→ **Short problem**
Could you copy out the u474 instruction set and pin description below word for word, from start to finish?

→ **Extract**
* START *

Register R[0] is hardcoded as zero. Instructions are
8-bits long, and u474 has two 8-bit instruction types:
The I-format instructions are as follows:
bz imm: op=00: If A=0, pc:=pc+sext(imm) where sext sign-extends the 5-bit immediate field.
bnz imm: op=01: If A!=0, pc:=pc+sext(imm)
li imm: op=10: A:=sext(imm)
stpc: op=11: A:=pc
In all cases, the pc on the RHS is always the pc of the current instruction.
The R-format instructions are as follows:
| Instruction | op | Effect |
| add r | 0000 | A:=A+reg[r] |
| sub r | 0001 | A:=A-reg[r] |
| sl | 0010 | A:=A<<1 |
| sr | 0011 | A:=A>>1 |
| and r | 0100 | A:=A®[r] |
| or r | 0101 | A:=A | reg[r] |
| nor r | 0110 | A:=A nor reg[r] |
| xor r | 0111 | A:=A xor reg[r] |
| mvi r | 1000 | A:=reg[r] |
| mvo r | 1001 | reg[r]:=A |
| ld r | 1010 | A:=mem[reg[r]] |
| st r | 1011 | mem[reg[r]]:=A |
I/O description. The chip has 40 signals as its interface to
the outside world. The pins are labelled p[0] .. p[39], and have the following meaning:
- Clocks.
p[0]: phi0, p[1]: phi1
- Reset.
p[2]: reset (active high)
- Power.
p[3]: Vdd, p[4]: GND
- ZBus.
p[5] ... p[12] should be connected to
the "wz" bus after two inverters (lsb should be
p[45]). This is for debugging purposes.
- Addr.
p[13] .. p[20] are the eight address pins used to access off-chip memory.

* END *

→ **Supplied material**

* START *

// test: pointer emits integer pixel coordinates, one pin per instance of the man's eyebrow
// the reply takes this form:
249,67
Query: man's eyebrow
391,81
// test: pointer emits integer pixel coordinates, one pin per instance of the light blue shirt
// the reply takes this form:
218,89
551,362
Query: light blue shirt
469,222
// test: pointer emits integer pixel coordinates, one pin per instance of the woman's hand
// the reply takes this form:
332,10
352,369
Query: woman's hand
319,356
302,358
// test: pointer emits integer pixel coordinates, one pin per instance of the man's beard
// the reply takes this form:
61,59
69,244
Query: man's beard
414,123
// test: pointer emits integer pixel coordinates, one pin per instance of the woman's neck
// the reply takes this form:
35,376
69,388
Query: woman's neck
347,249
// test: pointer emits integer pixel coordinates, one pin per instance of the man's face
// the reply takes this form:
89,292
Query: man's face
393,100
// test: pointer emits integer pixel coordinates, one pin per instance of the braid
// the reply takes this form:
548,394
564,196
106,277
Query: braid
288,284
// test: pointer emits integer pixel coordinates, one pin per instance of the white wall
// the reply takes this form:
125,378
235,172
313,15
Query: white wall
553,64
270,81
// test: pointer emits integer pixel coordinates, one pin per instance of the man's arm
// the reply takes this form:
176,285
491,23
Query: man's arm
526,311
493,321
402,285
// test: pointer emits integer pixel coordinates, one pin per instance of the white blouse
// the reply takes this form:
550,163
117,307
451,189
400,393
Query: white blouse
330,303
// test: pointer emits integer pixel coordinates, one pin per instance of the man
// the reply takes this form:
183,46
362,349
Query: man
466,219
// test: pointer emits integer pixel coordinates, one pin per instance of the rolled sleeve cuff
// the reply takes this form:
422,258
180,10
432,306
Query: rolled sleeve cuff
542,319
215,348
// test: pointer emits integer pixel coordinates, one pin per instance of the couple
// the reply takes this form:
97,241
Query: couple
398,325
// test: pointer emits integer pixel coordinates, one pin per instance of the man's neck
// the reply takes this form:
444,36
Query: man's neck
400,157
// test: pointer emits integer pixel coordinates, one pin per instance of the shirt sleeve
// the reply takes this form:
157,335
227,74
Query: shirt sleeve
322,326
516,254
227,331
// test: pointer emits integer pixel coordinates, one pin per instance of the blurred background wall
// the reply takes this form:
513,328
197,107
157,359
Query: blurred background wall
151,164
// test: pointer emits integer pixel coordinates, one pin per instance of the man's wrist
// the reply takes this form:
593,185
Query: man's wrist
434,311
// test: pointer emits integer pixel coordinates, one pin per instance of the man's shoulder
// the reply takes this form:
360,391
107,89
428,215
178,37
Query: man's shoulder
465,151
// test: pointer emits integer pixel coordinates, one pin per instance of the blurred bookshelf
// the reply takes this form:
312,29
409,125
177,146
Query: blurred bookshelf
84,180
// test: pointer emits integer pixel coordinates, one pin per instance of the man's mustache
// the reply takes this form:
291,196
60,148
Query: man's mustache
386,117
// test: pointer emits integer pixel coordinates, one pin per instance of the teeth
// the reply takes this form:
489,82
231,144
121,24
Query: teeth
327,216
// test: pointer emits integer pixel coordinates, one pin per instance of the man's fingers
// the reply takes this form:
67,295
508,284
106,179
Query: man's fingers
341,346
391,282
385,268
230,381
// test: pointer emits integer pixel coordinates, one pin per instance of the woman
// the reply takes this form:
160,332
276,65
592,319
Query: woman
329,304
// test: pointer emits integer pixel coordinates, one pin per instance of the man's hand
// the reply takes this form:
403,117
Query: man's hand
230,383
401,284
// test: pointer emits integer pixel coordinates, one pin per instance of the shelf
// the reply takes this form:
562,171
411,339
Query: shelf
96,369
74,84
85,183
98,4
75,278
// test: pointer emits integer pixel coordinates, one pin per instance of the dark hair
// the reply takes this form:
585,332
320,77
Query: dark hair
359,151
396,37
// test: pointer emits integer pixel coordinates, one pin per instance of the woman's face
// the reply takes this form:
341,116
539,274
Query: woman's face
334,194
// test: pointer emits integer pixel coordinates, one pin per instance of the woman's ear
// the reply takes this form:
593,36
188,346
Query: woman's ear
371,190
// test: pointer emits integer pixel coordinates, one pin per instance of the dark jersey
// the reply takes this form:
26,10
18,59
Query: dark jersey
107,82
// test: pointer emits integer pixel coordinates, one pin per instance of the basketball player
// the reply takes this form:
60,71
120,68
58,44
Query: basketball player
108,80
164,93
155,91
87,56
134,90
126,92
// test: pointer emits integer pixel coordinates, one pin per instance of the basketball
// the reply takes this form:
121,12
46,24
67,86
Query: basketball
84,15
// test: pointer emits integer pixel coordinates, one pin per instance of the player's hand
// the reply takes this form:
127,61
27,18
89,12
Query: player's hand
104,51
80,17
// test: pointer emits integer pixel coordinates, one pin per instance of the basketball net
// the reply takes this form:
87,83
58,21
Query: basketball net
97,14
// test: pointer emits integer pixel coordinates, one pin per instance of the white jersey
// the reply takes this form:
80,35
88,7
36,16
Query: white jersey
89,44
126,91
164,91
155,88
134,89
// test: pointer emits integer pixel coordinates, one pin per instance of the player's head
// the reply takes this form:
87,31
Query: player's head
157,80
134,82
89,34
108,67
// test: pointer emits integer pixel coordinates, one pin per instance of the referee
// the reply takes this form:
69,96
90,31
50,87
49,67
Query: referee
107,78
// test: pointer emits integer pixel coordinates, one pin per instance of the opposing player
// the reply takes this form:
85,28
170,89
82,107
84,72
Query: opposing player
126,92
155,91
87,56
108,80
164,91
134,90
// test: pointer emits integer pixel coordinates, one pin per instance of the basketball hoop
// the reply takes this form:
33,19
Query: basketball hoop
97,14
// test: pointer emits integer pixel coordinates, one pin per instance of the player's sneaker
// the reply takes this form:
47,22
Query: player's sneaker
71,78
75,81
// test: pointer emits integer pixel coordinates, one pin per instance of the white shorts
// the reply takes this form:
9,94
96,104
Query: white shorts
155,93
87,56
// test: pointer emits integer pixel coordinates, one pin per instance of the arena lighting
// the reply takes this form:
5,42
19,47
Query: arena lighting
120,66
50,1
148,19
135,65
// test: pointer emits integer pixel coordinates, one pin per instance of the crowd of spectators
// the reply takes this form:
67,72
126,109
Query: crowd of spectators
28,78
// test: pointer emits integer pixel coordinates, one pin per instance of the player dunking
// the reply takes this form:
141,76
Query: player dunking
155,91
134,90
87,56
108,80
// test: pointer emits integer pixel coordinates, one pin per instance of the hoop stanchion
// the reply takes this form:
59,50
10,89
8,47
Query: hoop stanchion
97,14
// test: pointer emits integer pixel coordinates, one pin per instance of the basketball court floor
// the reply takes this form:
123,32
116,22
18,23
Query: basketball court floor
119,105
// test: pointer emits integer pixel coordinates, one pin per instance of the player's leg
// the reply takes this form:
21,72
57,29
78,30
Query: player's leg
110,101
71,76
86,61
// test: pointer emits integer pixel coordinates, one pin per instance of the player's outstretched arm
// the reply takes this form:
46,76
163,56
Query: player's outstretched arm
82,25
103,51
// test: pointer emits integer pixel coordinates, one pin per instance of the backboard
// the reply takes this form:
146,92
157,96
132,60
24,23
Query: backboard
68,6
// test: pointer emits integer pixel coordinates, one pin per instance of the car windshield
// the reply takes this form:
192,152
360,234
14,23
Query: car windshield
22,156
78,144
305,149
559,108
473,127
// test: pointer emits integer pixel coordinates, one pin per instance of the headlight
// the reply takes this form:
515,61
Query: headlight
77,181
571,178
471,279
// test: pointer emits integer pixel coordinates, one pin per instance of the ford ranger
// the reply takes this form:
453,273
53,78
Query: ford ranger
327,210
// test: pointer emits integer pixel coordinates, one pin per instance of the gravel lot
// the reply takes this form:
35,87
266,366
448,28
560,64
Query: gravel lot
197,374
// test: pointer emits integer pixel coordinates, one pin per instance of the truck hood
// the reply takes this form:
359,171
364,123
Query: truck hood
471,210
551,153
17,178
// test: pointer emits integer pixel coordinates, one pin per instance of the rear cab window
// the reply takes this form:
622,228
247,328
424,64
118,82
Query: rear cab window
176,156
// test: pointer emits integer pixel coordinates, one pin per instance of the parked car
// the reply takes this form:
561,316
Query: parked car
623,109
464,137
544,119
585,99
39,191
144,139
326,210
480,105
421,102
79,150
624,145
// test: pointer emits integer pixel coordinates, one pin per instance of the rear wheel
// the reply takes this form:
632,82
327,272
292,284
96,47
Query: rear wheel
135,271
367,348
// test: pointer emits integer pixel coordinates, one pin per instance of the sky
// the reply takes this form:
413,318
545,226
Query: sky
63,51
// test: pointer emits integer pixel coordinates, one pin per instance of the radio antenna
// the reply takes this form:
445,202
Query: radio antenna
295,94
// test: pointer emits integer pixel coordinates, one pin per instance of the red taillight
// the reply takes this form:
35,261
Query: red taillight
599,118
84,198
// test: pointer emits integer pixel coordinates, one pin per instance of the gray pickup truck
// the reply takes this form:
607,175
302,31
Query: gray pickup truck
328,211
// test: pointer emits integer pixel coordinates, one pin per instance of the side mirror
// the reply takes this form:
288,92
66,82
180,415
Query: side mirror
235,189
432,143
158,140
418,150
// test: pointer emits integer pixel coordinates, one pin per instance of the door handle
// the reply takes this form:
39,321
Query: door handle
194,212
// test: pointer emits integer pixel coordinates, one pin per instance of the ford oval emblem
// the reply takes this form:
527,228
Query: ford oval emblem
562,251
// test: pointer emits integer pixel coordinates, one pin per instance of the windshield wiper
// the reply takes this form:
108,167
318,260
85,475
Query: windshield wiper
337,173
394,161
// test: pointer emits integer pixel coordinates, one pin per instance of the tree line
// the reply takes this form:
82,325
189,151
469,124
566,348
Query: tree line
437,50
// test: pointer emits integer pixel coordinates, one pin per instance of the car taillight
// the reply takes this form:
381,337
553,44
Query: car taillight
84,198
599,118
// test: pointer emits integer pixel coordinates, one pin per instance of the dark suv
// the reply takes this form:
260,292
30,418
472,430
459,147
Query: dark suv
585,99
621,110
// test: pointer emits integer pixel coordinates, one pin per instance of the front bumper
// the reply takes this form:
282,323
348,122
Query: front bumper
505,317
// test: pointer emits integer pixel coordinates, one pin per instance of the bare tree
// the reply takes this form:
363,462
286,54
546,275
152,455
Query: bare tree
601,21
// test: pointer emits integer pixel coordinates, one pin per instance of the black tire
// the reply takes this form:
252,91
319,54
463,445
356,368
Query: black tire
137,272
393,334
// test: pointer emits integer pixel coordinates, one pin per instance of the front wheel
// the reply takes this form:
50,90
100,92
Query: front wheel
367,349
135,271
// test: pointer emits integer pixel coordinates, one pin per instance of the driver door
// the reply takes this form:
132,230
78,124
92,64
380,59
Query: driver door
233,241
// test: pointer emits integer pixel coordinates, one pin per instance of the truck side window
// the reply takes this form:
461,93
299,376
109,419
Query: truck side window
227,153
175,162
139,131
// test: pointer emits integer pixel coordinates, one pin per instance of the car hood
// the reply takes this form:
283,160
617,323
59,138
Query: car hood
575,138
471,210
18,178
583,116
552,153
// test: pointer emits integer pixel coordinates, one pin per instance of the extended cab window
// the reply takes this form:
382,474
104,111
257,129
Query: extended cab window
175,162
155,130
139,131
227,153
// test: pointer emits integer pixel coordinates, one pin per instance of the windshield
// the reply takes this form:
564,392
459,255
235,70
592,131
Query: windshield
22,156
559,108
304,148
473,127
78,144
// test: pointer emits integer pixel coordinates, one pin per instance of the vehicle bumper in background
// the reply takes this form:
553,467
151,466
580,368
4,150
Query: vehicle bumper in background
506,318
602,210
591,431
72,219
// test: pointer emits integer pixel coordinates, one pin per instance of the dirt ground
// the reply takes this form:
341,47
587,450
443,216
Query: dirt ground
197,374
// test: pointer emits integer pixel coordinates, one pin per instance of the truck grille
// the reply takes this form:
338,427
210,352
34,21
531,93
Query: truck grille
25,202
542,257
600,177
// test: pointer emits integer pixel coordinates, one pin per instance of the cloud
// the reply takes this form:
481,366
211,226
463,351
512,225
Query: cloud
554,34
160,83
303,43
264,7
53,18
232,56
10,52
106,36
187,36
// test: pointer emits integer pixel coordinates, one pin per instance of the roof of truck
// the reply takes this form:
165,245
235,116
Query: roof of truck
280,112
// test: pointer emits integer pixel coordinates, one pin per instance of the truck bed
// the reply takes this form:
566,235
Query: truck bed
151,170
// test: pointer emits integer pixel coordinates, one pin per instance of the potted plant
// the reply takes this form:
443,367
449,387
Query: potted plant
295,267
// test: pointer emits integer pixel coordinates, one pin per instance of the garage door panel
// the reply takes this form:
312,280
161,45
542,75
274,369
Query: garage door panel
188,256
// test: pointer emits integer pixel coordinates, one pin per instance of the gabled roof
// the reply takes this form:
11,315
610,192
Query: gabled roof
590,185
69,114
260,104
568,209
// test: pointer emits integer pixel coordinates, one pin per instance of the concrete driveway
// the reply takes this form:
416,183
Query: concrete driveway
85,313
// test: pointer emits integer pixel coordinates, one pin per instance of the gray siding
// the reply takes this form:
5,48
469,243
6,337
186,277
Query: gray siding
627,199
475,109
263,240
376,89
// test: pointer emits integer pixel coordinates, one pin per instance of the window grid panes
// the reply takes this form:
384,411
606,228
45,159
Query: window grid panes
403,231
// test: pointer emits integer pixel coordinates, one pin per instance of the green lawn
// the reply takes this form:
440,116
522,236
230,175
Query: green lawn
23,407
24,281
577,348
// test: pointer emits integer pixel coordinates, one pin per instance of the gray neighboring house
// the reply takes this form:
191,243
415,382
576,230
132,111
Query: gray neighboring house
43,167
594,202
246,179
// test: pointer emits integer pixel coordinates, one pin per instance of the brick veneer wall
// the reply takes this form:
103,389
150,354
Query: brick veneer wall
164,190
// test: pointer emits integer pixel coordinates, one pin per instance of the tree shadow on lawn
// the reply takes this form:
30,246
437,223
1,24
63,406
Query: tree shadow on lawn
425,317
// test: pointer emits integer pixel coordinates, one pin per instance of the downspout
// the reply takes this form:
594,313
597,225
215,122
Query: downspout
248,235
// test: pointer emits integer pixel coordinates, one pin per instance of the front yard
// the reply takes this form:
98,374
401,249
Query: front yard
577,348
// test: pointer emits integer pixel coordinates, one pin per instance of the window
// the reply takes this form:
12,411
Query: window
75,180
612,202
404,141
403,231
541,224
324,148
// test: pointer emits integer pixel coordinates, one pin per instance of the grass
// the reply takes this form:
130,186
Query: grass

* END *

→ **Final result**
Register R[0] is hardcoded as zero. Instructions are
8-bits long, and u474 has two 8-bit instruction types:
The I-format instructions are as follows:
bz imm: op=00: If A=0, pc:=pc+sext(imm) where sext sign-extends the 5-bit immediate field.
bnz imm: op=01: If A!=0, pc:=pc+sext(imm)
li imm: op=10: A:=sext(imm)
stpc: op=11: A:=pc
In all cases, the pc on the RHS is always the pc of the current instruction.
The R-format instructions are as follows:
| Instruction | op | Effect |
| add r | 0000 | A:=A+reg[r] |
| sub r | 0001 | A:=A-reg[r] |
| sl | 0010 | A:=A<<1 |
| sr | 0011 | A:=A>>1 |
| and r | 0100 | A:=A®[r] |
| or r | 0101 | A:=A | reg[r] |
| nor r | 0110 | A:=A nor reg[r] |
| xor r | 0111 | A:=A xor reg[r] |
| mvi r | 1000 | A:=reg[r] |
| mvo r | 1001 | reg[r]:=A |
| ld r | 1010 | A:=mem[reg[r]] |
| st r | 1011 | mem[reg[r]]:=A |
I/O description. The chip has 40 signals as its interface to
the outside world. The pins are labelled p[0] .. p[39], and have the following meaning:
- Clocks.
p[0]: phi0, p[1]: phi1
- Reset.
p[2]: reset (active high)
- Power.
p[3]: Vdd, p[4]: GND
- ZBus.
p[5] ... p[12] should be connected to
the "wz" bus after two inverters (lsb should be
p[45]). This is for debugging purposes.
- Addr.
p[13] .. p[20] are the eight address pins used to access off-chip memory.